→ Written task: Rewrite the rows below as a Markdown table with the columns No. and Line. Number each row in No. and put the row itself in Line, leaving out any blank lines.

→ Input rows:
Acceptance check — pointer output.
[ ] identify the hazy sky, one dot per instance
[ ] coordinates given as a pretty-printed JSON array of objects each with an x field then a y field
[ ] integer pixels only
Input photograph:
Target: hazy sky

→ Task response:
| No. | Line |
|---|---|
| 1 | Acceptance check — pointer output. |
| 2 | [ ] identify the hazy sky, one dot per instance |
| 3 | [ ] coordinates given as a pretty-printed JSON array of objects each with an x field then a y field |
| 4 | [ ] integer pixels only |
| 5 | Input photograph: |
| 6 | Target: hazy sky |